This section of the course is not only extremely pretty but one of the most populated spectator portions of the course. With every cheer from the crowd I could feel my runners surge. I did my best to hold them back (and myself as well!) as we tried to hold on to the energy in our legs for the end. Along a roughly 5 mile loop, this is where a bulk of those of us in the front of the pack get to see the middle and back of the packers entering when we are exiting. I spent more energy than needed here cheering on all those coming at us but it was energy well-spent. I had it to spare and it was only fair as they were madly cheering for my group as well. Even with this cheering (or perhaps because of it - I feed off of crowds) we ran a 6:42, 6:45, 6:51, 6:47, 6:55, and 6:41 for the 5 miles in the park.

Gray's Lake:

This is the section where I picked up Seth two years ago and was hoping very much to bring everyone with me to the finish. I had a pack that had included around 9 or ten runners all day, even though who was in that pack changed often. Jenny was running great and I was excited. As mile 10 was run in a 6:45 and mile 11 in 6:55, all of a sudden the pack was down to 5. No! I thought I looked behind me and almost immediately Jenny had dropped about 10 yards back.

● **EXTRACTED RECORDS**:

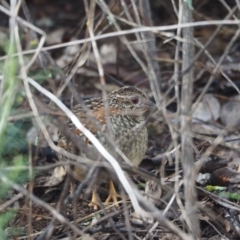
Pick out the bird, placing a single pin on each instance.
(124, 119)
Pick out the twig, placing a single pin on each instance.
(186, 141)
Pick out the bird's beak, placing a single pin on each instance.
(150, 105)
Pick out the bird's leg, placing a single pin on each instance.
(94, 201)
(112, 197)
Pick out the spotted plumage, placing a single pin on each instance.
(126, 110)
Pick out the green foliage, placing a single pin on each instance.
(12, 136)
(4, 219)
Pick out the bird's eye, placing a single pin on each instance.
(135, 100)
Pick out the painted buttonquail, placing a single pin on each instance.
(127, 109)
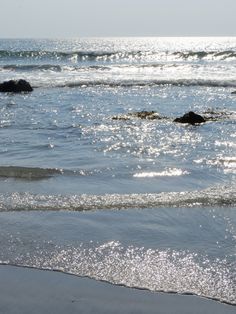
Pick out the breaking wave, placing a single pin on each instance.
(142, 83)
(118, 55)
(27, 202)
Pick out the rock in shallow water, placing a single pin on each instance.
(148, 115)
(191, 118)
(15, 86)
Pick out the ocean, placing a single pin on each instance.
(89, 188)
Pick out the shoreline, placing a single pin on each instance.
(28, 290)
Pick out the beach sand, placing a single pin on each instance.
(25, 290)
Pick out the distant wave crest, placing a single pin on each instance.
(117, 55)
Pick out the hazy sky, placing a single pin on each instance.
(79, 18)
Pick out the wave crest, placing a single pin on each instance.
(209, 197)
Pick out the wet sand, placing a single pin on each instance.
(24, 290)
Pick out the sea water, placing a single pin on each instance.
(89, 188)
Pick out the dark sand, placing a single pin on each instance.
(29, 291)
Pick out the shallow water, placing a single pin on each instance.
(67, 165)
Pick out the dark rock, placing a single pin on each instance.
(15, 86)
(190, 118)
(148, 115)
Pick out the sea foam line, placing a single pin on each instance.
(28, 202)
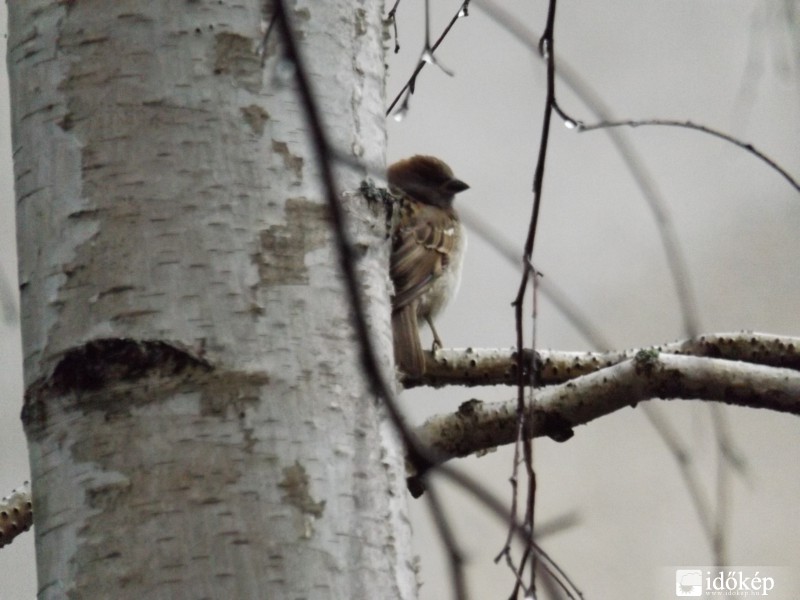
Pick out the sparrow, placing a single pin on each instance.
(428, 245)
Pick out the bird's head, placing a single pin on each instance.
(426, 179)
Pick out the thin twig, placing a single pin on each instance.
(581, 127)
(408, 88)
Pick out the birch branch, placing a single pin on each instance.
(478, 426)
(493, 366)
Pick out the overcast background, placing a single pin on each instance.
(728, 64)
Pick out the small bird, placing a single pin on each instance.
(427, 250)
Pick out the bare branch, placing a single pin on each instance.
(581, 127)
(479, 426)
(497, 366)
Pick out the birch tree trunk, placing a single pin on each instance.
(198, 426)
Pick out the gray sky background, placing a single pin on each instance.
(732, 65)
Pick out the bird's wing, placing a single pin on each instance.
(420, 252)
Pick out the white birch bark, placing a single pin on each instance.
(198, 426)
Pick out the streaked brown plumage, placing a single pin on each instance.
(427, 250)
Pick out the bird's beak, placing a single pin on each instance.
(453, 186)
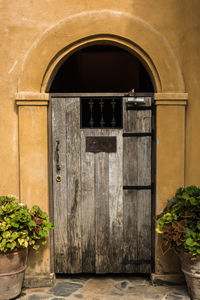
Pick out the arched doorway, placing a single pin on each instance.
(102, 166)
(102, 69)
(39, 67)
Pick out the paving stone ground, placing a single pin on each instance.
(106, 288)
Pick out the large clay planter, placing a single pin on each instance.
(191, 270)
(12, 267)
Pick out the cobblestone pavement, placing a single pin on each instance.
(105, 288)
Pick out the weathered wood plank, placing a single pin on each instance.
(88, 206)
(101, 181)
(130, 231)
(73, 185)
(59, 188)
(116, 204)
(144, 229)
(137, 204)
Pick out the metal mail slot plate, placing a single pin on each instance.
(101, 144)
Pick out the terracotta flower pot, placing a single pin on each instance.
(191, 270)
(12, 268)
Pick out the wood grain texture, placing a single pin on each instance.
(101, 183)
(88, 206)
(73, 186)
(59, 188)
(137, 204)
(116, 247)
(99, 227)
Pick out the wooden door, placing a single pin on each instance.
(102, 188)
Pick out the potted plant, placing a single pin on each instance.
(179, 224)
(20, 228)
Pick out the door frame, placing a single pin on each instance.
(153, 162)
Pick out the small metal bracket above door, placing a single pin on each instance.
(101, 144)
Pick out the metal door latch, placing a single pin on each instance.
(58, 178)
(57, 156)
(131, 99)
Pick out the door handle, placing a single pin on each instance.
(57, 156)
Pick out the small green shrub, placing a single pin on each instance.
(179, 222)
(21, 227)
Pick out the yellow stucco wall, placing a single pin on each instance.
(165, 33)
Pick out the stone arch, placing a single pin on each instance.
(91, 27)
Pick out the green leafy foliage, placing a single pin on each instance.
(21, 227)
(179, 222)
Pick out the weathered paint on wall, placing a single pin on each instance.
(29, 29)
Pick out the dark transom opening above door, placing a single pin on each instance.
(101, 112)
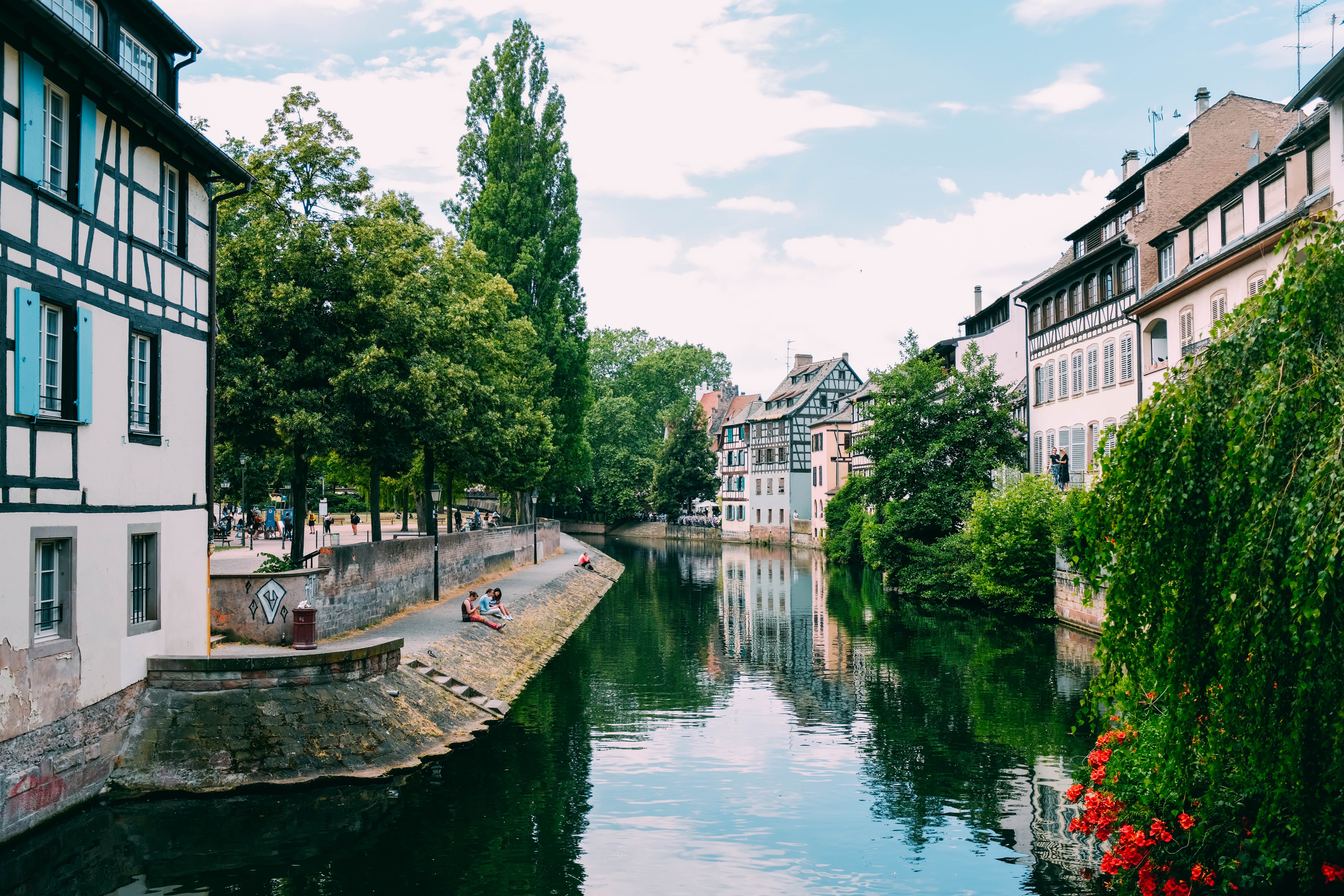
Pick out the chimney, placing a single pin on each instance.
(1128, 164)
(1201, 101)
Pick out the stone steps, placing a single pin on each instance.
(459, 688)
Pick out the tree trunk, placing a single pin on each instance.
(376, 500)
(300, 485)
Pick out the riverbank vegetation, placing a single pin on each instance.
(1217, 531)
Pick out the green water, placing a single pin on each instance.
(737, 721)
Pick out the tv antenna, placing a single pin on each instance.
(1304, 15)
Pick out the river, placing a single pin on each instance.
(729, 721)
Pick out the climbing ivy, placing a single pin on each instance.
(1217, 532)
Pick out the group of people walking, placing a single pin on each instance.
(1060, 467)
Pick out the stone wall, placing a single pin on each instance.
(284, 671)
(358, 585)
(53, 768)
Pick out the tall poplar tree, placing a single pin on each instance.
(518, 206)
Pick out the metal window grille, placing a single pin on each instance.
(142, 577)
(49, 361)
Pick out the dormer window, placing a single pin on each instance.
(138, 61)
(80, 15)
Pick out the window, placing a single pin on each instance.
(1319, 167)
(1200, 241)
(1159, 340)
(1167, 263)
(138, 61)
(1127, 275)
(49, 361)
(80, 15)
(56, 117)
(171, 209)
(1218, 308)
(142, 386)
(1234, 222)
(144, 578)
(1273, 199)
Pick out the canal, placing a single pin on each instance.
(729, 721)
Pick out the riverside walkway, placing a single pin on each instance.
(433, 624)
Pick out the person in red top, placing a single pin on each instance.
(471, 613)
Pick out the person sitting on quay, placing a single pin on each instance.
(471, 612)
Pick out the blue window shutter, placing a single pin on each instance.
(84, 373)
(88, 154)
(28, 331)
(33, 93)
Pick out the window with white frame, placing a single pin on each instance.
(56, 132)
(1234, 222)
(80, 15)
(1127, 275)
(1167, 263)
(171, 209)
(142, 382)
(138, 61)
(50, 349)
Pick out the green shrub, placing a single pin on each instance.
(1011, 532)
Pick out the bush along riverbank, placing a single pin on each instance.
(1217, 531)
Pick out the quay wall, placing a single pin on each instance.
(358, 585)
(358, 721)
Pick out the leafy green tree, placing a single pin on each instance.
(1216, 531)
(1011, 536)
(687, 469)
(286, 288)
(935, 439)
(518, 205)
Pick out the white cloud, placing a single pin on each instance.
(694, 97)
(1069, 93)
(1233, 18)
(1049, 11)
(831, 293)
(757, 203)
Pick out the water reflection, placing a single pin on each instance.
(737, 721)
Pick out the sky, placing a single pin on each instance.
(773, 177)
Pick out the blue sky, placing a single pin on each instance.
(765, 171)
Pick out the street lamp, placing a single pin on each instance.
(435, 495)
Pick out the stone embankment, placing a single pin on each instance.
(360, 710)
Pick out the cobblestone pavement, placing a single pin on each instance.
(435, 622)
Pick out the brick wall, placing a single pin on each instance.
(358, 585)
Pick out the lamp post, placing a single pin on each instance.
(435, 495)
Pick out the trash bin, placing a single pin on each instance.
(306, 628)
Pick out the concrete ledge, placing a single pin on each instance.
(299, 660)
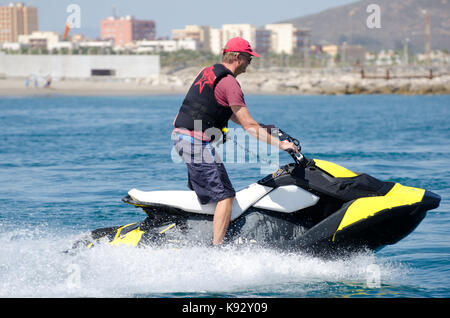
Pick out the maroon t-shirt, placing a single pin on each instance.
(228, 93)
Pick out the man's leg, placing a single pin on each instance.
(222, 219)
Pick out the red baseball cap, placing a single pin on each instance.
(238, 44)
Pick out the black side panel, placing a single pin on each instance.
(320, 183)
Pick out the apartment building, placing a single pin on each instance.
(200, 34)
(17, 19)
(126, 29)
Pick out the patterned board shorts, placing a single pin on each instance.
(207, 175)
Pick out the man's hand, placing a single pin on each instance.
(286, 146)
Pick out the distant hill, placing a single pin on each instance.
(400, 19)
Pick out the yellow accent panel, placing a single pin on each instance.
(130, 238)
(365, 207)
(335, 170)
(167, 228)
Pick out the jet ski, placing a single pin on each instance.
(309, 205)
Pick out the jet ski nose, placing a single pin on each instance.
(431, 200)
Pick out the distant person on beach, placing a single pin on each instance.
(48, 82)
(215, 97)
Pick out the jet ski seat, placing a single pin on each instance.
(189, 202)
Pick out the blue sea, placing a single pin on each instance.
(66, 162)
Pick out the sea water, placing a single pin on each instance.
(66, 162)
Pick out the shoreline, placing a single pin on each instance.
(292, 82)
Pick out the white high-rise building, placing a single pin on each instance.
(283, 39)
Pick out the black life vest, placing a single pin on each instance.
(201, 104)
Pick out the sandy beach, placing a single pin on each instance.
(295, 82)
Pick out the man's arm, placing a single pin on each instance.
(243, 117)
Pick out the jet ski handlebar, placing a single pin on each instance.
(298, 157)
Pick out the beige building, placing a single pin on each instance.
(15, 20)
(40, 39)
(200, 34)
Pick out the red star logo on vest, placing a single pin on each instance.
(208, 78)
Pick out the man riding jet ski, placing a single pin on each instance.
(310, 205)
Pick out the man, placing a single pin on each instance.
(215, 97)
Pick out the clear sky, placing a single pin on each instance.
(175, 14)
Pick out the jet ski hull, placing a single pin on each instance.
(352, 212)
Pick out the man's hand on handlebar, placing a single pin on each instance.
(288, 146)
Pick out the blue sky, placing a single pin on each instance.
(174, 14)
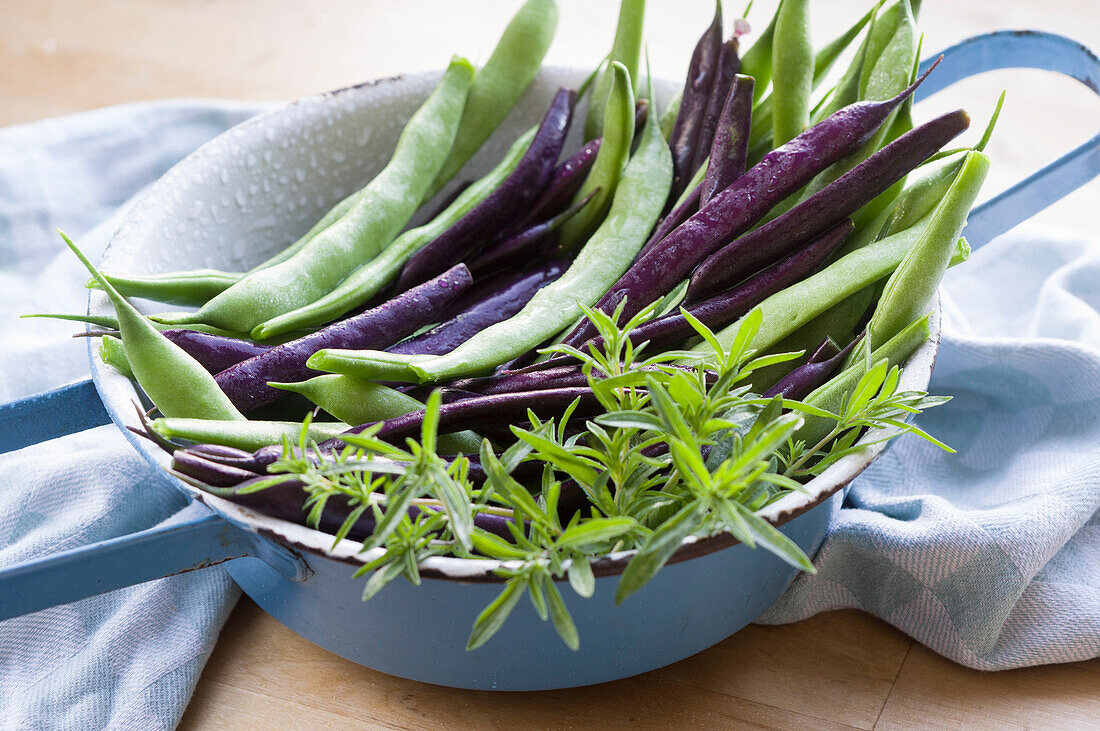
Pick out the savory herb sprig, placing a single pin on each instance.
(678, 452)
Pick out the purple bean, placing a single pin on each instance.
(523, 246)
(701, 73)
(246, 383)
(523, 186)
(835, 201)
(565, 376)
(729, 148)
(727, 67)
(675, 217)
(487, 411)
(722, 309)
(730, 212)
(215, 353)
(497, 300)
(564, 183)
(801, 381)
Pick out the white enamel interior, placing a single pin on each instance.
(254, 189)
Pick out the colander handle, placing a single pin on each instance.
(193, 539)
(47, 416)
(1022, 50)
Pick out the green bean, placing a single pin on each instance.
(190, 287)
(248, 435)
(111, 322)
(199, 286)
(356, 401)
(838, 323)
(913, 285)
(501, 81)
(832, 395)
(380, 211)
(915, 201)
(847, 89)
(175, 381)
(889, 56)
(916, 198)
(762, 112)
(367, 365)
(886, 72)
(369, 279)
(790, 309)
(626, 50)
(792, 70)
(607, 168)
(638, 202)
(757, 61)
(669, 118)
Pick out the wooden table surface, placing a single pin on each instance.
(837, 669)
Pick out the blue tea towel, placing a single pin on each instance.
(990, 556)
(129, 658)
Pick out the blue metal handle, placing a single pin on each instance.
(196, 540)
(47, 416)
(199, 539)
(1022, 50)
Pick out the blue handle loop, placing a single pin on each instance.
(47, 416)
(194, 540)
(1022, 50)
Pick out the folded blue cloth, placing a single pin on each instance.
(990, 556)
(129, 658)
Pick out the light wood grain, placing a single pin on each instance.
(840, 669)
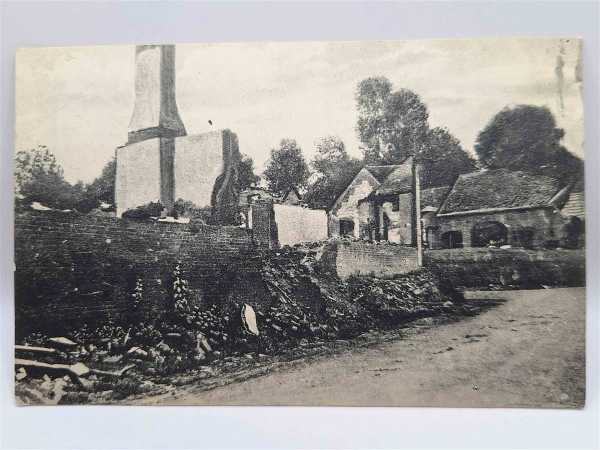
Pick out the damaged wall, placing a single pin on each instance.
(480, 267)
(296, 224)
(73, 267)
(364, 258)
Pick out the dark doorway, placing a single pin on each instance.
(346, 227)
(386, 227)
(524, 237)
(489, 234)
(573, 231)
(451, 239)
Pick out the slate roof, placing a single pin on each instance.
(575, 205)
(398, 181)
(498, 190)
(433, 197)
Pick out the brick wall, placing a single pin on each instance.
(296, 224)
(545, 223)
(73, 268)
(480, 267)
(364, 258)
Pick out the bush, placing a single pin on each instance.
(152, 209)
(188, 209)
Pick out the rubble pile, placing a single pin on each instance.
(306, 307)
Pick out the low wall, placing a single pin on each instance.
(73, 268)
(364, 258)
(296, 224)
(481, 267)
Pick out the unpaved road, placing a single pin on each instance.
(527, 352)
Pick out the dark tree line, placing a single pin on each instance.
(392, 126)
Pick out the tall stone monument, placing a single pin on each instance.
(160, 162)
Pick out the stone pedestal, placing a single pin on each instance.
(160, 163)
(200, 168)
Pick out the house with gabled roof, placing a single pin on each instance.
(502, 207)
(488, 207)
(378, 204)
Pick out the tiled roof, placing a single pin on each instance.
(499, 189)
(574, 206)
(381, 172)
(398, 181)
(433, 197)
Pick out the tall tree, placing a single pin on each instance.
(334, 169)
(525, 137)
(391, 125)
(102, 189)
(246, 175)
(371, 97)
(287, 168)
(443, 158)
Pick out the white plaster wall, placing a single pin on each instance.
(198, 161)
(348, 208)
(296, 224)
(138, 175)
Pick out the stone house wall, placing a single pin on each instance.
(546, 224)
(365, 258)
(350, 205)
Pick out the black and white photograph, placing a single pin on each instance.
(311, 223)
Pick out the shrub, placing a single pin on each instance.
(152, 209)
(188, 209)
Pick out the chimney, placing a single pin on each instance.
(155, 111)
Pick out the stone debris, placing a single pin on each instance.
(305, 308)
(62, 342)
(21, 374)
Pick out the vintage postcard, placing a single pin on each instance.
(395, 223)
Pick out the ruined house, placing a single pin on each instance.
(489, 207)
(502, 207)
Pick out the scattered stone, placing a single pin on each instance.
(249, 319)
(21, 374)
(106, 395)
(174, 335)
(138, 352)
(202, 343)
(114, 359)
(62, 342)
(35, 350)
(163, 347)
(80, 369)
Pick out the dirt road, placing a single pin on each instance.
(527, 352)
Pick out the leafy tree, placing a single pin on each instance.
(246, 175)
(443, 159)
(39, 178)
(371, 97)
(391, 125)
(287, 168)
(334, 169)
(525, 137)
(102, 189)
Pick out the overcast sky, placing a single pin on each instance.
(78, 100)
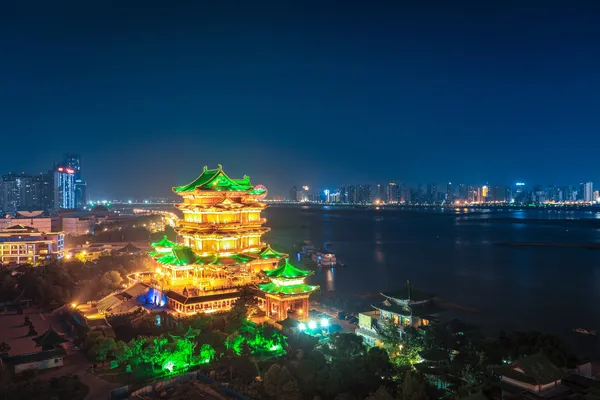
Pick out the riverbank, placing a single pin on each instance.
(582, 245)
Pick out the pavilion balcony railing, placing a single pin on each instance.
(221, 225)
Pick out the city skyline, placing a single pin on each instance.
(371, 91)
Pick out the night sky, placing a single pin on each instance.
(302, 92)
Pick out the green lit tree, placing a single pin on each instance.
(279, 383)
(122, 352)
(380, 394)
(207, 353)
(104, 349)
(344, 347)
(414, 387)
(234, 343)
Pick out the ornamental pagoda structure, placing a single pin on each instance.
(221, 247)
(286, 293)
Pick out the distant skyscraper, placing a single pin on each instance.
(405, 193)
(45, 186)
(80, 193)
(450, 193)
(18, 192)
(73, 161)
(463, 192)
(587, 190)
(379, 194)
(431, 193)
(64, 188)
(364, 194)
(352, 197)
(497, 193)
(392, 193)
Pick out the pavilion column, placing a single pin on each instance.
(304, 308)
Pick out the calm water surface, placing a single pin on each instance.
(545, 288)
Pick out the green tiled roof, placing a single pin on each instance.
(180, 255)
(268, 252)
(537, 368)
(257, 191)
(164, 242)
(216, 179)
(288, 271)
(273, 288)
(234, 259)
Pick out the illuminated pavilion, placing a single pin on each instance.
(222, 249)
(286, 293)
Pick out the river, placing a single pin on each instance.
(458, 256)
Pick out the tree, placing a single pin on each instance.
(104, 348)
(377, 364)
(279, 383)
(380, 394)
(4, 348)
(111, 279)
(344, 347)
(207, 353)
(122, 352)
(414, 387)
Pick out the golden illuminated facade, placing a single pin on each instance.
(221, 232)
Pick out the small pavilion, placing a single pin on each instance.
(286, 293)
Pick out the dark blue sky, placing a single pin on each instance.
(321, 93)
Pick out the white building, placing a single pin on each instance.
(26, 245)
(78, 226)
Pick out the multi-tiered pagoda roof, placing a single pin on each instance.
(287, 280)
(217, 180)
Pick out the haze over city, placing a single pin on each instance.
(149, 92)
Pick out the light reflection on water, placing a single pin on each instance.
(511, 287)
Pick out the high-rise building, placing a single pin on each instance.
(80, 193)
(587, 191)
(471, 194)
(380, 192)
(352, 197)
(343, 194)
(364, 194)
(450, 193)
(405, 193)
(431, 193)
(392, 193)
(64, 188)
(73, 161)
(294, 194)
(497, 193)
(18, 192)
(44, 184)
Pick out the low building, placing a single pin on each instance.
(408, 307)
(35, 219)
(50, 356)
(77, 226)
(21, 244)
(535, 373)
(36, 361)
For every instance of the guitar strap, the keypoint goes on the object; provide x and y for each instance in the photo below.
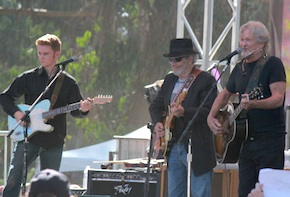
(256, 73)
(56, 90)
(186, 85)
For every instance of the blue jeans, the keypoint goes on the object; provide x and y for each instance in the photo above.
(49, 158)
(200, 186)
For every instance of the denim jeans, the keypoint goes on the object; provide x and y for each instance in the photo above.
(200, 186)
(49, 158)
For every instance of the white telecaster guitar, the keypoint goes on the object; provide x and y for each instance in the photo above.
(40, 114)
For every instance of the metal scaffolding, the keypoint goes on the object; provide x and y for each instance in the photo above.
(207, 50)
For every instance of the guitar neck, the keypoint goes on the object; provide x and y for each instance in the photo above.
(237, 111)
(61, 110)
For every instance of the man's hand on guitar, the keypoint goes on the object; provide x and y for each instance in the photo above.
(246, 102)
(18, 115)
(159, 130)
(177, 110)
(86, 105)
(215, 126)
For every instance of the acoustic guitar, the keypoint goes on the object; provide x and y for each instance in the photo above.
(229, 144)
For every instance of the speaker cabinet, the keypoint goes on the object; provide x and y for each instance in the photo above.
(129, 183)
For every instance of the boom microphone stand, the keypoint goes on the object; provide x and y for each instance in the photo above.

● **WHAT IS REQUIRED**:
Carry on with the race account from the point where it stops. The lines that come next have no connection to the race account.

● **ANSWER TO THIS PROBLEM**:
The Final Push:

I knew as much as I wanted Jenny to finish under 1:30 I had to keep my pace. In a little section that included a half block out-and-back right before the last mile, I could see that Jenny had not fallen that far back at all. With the mile 12 marker just ahead, I shouted out to her to keep it up! I was now down to just two runners who were beginning to pull me ahead a little faster than I wanted to. However, my desire to finish with runners around me did not override my duties as a pacer. With a little over 1.5 miles left, I told them I was going to fall back and try to get as many people right on time as possible.

As the finall straightaway gave way to one last turn, we joined a lot of 5k runners enjoying the beautiful day as well. Windy at times, the temperatures were low and the sunshine bright. I looked over my shoulder and saw Jenny was closing in. One guy was between her and I and I motioned for him to "come on!" With the finish line in sight, we crossed mile 13 in 7:00 exactly.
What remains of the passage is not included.